WHAT THE TASK ASKS - Pull out every line of the material below that contains the string "screen". Case counts.

====== TASK INPUTS

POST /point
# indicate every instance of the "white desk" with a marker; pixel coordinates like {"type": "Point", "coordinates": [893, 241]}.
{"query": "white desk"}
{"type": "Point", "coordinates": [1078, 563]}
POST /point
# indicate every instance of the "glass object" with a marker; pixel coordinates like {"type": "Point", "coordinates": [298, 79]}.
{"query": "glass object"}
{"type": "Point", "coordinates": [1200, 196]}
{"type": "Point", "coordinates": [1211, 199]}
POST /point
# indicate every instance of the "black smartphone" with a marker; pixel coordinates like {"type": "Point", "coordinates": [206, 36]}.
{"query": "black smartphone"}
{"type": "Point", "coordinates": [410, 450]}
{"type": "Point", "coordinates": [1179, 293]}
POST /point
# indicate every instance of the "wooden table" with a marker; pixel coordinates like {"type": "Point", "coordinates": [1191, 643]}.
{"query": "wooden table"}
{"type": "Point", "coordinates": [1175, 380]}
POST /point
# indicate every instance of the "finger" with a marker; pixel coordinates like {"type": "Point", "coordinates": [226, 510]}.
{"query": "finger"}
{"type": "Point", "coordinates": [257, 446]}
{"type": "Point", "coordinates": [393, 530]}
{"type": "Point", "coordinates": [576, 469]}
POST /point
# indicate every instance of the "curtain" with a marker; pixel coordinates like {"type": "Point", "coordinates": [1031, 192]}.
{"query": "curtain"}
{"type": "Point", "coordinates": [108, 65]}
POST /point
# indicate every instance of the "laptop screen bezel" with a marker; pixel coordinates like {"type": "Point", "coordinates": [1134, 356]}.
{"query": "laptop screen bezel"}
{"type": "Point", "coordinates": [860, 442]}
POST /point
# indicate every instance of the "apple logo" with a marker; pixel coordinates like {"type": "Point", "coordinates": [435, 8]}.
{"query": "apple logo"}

============

THE OUTPUT -
# indicate every instance of the "laptop screen bezel" with a marker; pixel coordinates like {"type": "Point", "coordinates": [1134, 356]}.
{"query": "laptop screen bezel"}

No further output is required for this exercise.